===== THE INPUT

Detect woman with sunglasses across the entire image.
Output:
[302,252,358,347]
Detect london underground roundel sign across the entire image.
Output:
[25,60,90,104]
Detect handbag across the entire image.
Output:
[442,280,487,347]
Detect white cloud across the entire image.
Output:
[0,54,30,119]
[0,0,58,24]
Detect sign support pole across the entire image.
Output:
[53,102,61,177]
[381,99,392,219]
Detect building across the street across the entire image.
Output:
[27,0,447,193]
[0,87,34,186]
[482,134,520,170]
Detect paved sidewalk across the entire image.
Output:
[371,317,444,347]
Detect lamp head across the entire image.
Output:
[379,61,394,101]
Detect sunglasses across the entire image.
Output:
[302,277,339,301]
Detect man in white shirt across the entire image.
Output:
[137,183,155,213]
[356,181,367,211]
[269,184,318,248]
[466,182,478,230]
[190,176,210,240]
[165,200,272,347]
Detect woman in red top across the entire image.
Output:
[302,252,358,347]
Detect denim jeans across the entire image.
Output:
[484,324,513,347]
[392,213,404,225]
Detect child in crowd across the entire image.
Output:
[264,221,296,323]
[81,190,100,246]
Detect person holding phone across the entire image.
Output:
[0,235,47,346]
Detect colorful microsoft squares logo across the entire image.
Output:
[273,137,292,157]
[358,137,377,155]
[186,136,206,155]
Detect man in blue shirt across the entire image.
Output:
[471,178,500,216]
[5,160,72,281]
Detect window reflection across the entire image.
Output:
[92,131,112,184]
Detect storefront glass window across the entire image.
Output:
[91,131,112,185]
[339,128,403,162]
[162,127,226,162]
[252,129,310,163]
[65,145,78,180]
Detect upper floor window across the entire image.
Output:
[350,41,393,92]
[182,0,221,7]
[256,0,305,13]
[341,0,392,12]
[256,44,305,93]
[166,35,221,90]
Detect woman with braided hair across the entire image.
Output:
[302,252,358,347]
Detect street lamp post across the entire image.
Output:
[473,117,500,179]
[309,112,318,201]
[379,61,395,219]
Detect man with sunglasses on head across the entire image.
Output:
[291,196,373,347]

==========

▸ STATED GOAL: Copy every one of the records above, reproducing each line without any change.

▸ EXERCISE RESPONSE:
Detect woman with sunglasses across the entire image.
Output:
[302,252,358,347]
Detect london underground roundel sign across the entire image.
Output:
[25,60,90,104]
Detect handbag across the entire image.
Output:
[442,280,487,347]
Detect white cloud across the entire image.
Output:
[0,54,30,119]
[0,0,58,24]
Detect sign support pole across the entire image.
Output:
[53,102,61,177]
[381,99,392,219]
Detect building across the street across the entire image.
Output:
[27,0,447,193]
[0,87,34,186]
[482,134,520,170]
Detect paved sidewalk across the entire image.
Output:
[371,317,444,347]
Detect lamp head across the entire image.
Output:
[379,61,394,101]
Detect sunglasses across the entire image.
Output:
[302,277,339,301]
Detect man in white shirt across the entire image.
Output:
[137,183,155,213]
[356,181,367,211]
[269,184,318,248]
[466,182,478,230]
[190,176,210,240]
[165,200,272,347]
Detect woman in red top across the entire image.
Output:
[302,252,358,347]
Detect denim jeans across the entire image.
Output:
[484,324,513,347]
[392,213,404,225]
Detect child in crowd across the entire image.
Output:
[264,221,296,323]
[81,190,100,246]
Detect person holding phone across the entire image.
Output:
[0,235,47,346]
Detect colorful microsoft squares logo across the entire image.
Output:
[273,137,292,157]
[358,137,377,155]
[186,136,206,155]
Detect man in blue shirt across the entire image.
Output:
[471,178,500,216]
[5,160,72,281]
Detect window reflection across the entire image.
Output:
[92,131,112,184]
Detect storefront glass window across the entire image.
Output:
[91,131,112,185]
[339,128,403,162]
[162,127,226,162]
[252,129,310,163]
[65,145,78,180]
Detect upper floor window across the entire image.
Output:
[350,41,393,92]
[182,0,221,7]
[256,0,305,13]
[341,0,392,12]
[256,44,305,93]
[166,35,221,90]
Detect woman with braided hair across the entire image.
Output:
[302,252,358,347]
Detect street lamp post across the entire image.
Output:
[473,117,500,179]
[309,112,318,201]
[379,61,395,219]
Detect man with sunglasses on head across the entire image.
Output:
[291,196,373,347]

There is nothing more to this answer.